> **Exercise prompt**
Go through the listing below and output exactly the line with "Target: side table", the line with "Target: sofa leg", and each line between; omit the rest.

-- Information provided follows --

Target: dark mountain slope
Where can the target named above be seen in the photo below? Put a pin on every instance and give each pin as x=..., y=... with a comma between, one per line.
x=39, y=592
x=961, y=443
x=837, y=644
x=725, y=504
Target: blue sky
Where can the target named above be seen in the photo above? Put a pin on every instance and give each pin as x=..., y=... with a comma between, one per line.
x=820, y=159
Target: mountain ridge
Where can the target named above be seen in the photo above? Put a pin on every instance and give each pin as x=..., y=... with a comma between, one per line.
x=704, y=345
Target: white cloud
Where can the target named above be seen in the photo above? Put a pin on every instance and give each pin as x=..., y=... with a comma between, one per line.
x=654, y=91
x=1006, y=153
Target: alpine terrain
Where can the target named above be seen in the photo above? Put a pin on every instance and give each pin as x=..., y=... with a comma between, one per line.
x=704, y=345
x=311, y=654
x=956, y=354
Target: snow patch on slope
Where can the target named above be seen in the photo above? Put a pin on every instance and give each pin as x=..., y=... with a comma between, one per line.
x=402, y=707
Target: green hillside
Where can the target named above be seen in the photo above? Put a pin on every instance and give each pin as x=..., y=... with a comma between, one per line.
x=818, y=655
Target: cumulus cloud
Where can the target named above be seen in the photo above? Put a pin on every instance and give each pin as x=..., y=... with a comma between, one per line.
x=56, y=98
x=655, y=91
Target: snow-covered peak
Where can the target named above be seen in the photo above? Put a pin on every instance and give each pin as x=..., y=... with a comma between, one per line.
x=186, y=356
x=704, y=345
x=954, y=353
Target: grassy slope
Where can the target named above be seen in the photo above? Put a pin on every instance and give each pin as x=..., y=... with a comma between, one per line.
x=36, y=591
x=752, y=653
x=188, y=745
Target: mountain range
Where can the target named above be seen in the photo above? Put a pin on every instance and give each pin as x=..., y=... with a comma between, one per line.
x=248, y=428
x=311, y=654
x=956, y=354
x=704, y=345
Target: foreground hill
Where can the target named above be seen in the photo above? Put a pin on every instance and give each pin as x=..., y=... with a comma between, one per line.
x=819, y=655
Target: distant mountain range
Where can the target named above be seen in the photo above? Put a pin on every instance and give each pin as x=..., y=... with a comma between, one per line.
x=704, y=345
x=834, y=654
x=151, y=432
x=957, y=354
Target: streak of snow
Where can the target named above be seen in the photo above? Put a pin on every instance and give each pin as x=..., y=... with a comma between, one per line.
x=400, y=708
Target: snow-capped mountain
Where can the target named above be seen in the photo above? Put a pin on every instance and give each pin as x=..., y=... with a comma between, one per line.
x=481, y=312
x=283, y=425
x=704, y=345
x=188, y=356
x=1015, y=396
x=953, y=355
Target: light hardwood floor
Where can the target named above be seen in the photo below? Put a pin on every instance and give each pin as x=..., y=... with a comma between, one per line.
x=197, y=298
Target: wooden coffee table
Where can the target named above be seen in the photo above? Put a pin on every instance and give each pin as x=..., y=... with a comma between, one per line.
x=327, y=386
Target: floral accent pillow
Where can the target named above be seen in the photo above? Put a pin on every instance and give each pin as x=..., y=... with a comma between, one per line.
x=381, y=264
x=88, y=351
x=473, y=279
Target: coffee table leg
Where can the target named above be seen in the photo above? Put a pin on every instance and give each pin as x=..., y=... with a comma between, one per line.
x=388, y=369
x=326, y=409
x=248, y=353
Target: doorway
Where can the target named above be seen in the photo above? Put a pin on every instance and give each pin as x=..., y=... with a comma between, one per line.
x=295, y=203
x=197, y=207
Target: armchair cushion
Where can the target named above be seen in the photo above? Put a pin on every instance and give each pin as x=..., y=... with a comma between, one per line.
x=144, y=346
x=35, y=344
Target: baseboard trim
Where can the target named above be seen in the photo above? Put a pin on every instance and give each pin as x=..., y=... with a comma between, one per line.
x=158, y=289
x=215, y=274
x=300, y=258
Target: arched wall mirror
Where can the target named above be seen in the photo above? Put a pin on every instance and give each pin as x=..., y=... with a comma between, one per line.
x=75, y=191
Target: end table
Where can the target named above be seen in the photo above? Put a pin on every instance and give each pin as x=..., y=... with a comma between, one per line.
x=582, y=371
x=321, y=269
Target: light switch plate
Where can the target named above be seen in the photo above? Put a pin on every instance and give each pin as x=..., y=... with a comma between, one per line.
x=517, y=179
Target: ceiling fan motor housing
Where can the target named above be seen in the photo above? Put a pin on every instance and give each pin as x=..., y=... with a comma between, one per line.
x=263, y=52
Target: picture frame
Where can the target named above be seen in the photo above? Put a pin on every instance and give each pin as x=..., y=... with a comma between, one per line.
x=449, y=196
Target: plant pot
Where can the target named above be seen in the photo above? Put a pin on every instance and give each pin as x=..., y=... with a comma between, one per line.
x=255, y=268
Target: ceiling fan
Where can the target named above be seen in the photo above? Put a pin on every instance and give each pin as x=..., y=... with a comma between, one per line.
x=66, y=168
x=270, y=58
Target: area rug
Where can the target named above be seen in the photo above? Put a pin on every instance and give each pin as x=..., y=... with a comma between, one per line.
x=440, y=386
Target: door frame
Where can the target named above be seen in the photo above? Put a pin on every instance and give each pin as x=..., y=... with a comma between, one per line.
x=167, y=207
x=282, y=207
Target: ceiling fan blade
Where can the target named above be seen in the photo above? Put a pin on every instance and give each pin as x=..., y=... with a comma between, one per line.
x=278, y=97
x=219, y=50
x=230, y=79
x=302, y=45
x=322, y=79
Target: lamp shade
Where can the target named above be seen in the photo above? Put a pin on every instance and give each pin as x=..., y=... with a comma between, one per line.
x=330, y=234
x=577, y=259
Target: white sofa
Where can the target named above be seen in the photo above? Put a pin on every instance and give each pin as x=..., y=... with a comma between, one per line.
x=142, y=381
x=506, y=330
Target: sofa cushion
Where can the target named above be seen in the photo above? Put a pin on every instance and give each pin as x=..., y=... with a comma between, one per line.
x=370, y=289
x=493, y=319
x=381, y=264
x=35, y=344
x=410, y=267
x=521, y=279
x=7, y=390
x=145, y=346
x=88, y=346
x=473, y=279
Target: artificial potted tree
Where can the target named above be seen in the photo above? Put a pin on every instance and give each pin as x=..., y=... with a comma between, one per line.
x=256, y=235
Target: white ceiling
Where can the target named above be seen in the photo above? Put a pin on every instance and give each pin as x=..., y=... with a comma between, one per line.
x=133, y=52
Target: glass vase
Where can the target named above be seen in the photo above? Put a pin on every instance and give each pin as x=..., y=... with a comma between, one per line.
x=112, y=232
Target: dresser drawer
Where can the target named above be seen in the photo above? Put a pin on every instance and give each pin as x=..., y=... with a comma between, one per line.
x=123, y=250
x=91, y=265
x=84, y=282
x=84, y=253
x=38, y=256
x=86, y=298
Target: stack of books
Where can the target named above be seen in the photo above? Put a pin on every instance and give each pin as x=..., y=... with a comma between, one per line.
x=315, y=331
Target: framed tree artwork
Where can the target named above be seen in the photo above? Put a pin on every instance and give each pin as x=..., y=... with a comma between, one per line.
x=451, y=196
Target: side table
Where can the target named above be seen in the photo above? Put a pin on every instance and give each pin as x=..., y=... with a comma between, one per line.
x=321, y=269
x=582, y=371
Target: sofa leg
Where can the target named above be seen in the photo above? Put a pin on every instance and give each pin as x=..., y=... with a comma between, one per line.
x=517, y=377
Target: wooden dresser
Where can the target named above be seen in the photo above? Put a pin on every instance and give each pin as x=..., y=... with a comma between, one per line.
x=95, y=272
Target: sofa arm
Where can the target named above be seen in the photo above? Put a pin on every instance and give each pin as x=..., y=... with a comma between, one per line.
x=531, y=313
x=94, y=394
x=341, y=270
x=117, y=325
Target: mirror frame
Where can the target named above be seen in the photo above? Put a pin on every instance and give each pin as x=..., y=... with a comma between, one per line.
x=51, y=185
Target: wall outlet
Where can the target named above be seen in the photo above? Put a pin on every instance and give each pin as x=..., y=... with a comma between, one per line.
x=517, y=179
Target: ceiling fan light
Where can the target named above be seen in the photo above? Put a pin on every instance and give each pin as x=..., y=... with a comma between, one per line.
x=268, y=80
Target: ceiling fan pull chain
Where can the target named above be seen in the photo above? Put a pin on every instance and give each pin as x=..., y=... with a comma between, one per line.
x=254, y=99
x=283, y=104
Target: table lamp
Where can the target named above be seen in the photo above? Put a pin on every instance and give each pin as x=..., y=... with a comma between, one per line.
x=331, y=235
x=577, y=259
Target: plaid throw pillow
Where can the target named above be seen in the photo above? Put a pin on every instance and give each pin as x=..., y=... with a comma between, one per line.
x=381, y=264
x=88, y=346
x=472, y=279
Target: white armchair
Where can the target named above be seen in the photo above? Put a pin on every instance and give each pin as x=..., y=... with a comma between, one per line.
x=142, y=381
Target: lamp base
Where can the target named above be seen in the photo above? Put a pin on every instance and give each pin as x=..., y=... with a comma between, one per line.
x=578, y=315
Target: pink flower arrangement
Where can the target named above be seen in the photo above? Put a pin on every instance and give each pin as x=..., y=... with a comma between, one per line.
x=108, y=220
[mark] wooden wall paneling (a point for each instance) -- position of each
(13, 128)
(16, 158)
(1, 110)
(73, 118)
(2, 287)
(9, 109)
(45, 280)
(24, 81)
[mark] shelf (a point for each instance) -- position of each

-- Information provided concluded --

> **Response**
Target: side table
Where can the target named above be seen in the photo above? Put a pin on every instance and give each pin as x=..., y=... with a comma between, one per line.
x=321, y=269
x=582, y=371
Target: sofa leg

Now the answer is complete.